:: Stored records ::
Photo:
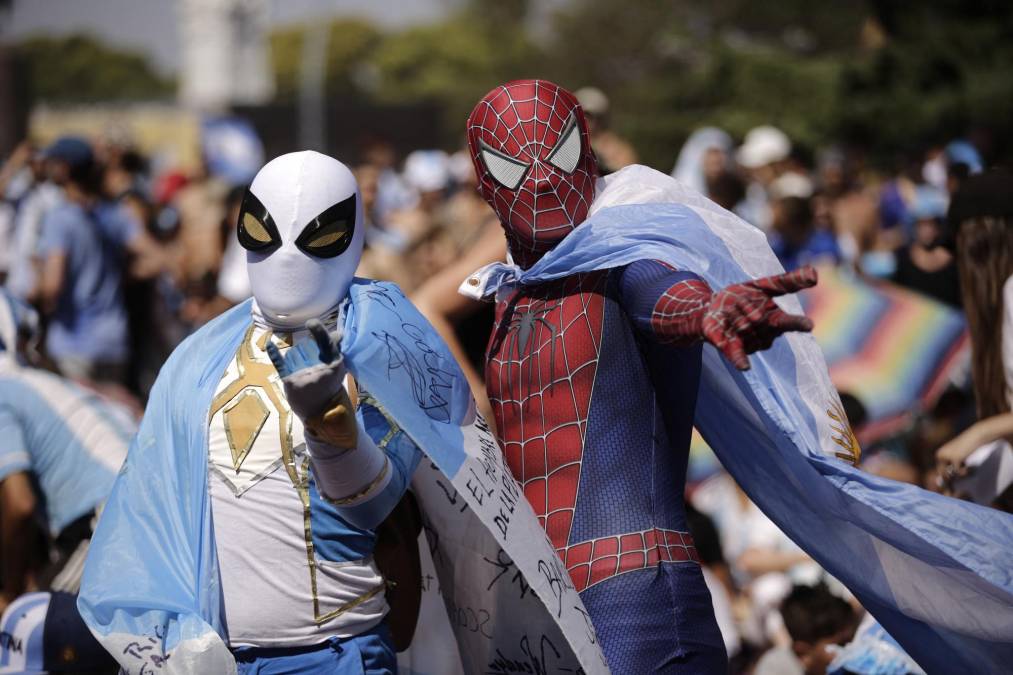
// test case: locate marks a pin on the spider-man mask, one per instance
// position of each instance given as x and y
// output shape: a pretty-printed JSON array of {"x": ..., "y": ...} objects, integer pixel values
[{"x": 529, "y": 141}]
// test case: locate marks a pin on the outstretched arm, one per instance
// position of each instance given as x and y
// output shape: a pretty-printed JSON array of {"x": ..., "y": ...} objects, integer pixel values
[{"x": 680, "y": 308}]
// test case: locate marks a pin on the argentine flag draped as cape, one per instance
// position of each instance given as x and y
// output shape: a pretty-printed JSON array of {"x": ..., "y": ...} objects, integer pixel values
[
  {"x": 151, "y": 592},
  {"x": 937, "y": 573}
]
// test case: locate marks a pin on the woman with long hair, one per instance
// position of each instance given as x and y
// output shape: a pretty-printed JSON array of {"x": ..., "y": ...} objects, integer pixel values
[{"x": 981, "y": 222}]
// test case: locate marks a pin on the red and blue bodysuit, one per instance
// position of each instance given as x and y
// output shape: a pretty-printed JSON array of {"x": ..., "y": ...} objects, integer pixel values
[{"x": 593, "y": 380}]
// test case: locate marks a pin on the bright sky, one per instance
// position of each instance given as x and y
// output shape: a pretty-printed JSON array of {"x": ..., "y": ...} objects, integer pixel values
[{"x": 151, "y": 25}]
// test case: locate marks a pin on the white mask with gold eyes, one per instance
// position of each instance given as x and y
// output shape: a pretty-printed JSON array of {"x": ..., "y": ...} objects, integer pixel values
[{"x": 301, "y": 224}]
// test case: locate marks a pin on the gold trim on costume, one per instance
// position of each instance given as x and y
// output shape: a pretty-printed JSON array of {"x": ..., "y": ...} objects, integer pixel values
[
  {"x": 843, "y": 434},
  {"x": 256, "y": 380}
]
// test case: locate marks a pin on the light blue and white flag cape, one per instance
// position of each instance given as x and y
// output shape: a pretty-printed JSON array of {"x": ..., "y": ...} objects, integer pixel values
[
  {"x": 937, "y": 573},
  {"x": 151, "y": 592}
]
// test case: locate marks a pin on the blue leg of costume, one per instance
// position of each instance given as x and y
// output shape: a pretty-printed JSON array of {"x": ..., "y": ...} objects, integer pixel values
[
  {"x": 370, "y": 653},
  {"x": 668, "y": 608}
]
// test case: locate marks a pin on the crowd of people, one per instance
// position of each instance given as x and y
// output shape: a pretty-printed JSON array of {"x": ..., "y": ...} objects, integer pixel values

:: Directive ::
Copy out, with no changes, the part of the material that opens with the line containing "people, one per instance" and runs through the final line of the material, including both ends.

:: Result of the exercise ::
// test case: locate marks a pin on the crowd of people, one per instance
// position of each instance given as x and y
// output shape: a pretty-printed JSON array of {"x": ..., "y": ...} objects, integer pixel values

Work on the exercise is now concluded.